■ **Alıştırma Hedefi**
Aşağıdaki ilim irfan yolu ve hakikat üzerine yazılmış metni, son cümlesinden sonrasını yazarak devam ettirin.

■ **Verilen Metin**
╔══

Alabildiğine huzur dolu bir yolun, hak bezeli kısmından ilerliyorum. Bu yol ilim irfan yolu, düştüğüm yollarının yordamını seviyorum. Gözlere değil, sözlere geliyorum. Gizine erdiğin yaşamının sözlerinden, kendime insan olma adına yeni yollar çiziyorum. Mevsimlerin çeşitliliğinde gönlün öyle geniş öyle sınırsız; zemherin yaza, şiirlerin saza dökülür. Sararmış yaprakların dalda toprağa düşer, karışıp toprağa tohumlarını besler, büyütür. Yollarındayım, sabahın ilk saatleri güneşle güne merhaba diyorum. Erken kalkan yol alır, yol alan hedeflerine ulaşmada başarılı olur biliyorum.
Bir hedefin beklentisiz, bir inancın vaatsiz itikatında meçhulde olanlar değildir gerçeği görenler. Gönül gözüm açık, tüm yaşamı, yaşatılanları görmeye gayret ediyorum. Bu tam da anda gördüklerini, yaşadıklarını yorumlayıp hatalarını azaltan, kusurlarından diğerlerine üstünlük çıkaran, ermiş cesaretinde bir yüreğin hiçliği seziyorum. Hiçlikten bahis olmayan önemsizlik değil, varlığımı nefes aldığını da bilerek kıymetsiz bir zerreyle eş tutuyorum. İşte bu noktadan gerçeğin sırrına azda olsa eriyorum. Gerçek; gizeme bürünmüş yaşamdan sonraki iki seçenekli vaadin, insan için güzellikler dolu olduğu söylenen kısmının ardına sığınıp, hataların tövbeyle geçiştirileceğinden çok uzakta bir yer bilmeni istiyorum.
Eriyorum; gecede gündüze, karanlıkta aydınlığa, karamsarlıkta umuda doğru yorgunluğuma aldırış etmeden gidiyorum. Hakikatin dili, ezelden beri ezilenden yana gerçeklerdir. Gerçekleri acısıyla tatlısıyla bir bir hissediyor, yaşıyorum. Sus, konuşma diyor birileri… Dillerime sus denmesiyle; yıllarca baskılanmış, acıya maruz kalmış yanlarım haykırıyor, tutamıyorum. Ta ezelden bugüne yok sayılmaya çalışılan değerlerime ait canların, geceye dönen günlerinde susuzluğumuz pınar, dayancımız Hızır misali yar olmuştur. Sus pus diller, yaşamayı hakkıyla beceremezler…
Bunca kargaşa ve gürültü içinde günümüzde, insanların inançları uğruna birbirini dışladığı, yakıp yıktığı dünya denilen mekanda bir şeyler yanlış gitmektedir. Gerçekle bağdaşmayan öğretilenler, belli ki cehaleti ortadan kaldırmadığı gibi cahilliğin ilerlemesine katkı sağlamıştır. Yüzyıllardır farklı kültür ve inançtaki insanlar için ailelerin çocuklarına empoze ettiği yanlış algıları değiştirememiştir. O saçma sapan düşünceler, beyinlerin bir kenarında hep kinle, nefretle kendini besleyip canlı tutmuştur. Ruhun güzelliği ve temizliği konusunda, yanlışlardan vazgeçip doğruyu öğrenmek yerine, sadece af dilenmekten öte gidilememiştir.

╚══

■ **Veri Kümesi Kesiti**
╔══

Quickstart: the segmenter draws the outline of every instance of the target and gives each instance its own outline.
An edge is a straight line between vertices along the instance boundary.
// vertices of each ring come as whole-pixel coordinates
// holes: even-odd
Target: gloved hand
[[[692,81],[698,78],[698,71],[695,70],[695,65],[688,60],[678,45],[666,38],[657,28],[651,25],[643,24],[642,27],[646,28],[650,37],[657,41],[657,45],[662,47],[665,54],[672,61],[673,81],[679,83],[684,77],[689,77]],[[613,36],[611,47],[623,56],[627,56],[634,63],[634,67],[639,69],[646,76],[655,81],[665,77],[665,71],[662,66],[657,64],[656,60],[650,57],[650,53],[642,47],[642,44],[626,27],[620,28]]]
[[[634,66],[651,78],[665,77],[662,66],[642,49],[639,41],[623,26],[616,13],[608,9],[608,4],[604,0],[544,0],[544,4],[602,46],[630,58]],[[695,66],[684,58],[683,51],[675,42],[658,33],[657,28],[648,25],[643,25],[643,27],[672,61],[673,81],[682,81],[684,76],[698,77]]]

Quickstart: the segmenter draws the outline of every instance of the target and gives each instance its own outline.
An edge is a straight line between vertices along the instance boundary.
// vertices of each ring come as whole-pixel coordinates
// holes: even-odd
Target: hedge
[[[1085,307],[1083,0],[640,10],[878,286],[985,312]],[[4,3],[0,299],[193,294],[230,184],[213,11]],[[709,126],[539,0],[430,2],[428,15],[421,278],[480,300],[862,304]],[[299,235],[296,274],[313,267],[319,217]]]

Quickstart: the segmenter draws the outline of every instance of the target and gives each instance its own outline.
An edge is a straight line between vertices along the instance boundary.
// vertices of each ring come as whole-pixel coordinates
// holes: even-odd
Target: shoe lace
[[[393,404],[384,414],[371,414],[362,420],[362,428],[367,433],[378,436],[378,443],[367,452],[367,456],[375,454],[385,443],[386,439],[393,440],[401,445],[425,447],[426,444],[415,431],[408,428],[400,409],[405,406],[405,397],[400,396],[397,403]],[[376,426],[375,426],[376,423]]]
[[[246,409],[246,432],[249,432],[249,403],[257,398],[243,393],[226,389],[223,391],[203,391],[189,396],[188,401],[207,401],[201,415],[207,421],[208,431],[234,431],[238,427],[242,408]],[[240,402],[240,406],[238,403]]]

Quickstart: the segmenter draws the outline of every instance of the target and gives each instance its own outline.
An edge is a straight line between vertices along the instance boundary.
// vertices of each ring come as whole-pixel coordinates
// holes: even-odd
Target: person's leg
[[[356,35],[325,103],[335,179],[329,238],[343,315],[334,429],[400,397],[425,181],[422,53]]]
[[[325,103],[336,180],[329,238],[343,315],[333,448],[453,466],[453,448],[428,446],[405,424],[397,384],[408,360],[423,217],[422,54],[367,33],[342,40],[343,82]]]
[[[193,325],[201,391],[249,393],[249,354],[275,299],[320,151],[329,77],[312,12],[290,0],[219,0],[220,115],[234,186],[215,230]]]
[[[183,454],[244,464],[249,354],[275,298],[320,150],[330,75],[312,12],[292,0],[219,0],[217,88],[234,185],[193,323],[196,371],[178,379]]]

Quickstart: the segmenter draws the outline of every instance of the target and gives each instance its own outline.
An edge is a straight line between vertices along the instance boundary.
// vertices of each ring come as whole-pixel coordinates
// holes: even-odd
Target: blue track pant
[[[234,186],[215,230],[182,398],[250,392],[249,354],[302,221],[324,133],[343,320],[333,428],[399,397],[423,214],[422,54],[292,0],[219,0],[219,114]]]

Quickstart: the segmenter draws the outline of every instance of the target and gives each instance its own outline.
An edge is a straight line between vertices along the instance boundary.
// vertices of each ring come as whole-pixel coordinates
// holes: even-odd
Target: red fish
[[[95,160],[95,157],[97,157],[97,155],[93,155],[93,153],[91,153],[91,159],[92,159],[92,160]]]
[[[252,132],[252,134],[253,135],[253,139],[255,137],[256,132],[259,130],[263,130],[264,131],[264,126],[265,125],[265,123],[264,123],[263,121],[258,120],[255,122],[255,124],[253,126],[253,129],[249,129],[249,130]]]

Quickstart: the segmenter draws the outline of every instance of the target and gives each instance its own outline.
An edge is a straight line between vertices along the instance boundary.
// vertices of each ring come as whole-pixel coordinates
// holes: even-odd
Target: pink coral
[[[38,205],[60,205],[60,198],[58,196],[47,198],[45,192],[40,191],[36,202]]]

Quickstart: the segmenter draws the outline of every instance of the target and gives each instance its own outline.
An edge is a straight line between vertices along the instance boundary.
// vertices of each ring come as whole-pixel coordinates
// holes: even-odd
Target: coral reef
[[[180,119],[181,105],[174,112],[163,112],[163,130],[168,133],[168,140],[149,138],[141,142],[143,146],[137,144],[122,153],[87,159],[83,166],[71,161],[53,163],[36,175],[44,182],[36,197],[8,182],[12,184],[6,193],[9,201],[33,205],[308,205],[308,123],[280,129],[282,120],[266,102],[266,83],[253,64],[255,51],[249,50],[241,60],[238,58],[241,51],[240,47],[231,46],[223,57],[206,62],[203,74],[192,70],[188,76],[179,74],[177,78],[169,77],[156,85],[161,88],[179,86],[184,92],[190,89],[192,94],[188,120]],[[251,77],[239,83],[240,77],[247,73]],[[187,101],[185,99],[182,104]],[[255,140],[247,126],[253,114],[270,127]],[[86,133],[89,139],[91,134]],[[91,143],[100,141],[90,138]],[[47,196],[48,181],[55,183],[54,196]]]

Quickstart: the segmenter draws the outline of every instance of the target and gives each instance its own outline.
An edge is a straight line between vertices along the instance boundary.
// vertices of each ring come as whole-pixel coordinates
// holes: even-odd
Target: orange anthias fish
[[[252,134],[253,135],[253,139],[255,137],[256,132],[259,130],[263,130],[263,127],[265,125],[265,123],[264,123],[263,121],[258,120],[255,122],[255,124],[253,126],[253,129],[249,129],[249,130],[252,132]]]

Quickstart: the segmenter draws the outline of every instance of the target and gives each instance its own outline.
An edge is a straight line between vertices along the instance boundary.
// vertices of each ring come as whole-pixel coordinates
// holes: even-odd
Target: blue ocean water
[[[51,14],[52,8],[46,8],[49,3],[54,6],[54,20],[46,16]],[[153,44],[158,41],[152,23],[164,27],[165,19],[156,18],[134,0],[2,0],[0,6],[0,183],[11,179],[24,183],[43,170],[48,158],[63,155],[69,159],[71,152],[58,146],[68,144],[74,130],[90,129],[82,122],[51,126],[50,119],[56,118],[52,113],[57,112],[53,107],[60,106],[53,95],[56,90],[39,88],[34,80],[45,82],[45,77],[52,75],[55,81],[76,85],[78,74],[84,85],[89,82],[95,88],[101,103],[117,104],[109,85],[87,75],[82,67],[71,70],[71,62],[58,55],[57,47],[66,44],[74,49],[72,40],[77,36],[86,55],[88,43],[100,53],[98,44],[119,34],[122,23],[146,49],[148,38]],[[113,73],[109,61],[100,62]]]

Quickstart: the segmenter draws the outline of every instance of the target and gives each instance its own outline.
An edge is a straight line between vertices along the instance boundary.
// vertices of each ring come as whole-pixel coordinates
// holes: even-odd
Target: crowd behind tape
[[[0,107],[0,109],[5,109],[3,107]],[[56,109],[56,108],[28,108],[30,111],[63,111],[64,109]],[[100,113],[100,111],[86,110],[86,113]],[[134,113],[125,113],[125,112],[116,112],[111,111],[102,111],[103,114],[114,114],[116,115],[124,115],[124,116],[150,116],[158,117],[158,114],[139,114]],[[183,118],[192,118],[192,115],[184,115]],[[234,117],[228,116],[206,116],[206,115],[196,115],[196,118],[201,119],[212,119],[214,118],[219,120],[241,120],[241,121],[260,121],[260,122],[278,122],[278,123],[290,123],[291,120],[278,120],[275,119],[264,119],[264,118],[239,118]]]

╚══

■ **Problemin Yanıtı**
Yok saymanın; yaradanın 72 milleti var ettiği yer yüzünde, farklılıklara tahammül edilmediği, farklı inanç ve kültürlere saygı duyulmadığı anlamına geldiği şüphe götürmez bir gerçekliktir.
Hünkar Bektaşi Velinin dediği gibi “Adem’in ademliği; akıl, haya ve ilim iledir.” Hünkar; bir çok olayı yüzyıllar öncesinden öngörmüştür. Cehaletin nasıl yok edileceğini, karanlıkların nasıl aydınlatılacağını; ilimin önemini dile getirerek belirtmiştir. “İlim, hakikate giden yolları aydınlatan ışıktır. İlimden gidilmeyen yolun sonu karanlıktır.” Yolumuz; ilim, irfan ve insanlık sevgisi üzerine kurulmuştur. Kısa bir şiirimi paylaşıp, sevgi ve hoşgörü dolu günler diliyorum.
Sevgi dildir bize,
Gül atılsa da
Belli etme acını.
Sabır yoldur bize,
Yüreğinde açık tut kapını.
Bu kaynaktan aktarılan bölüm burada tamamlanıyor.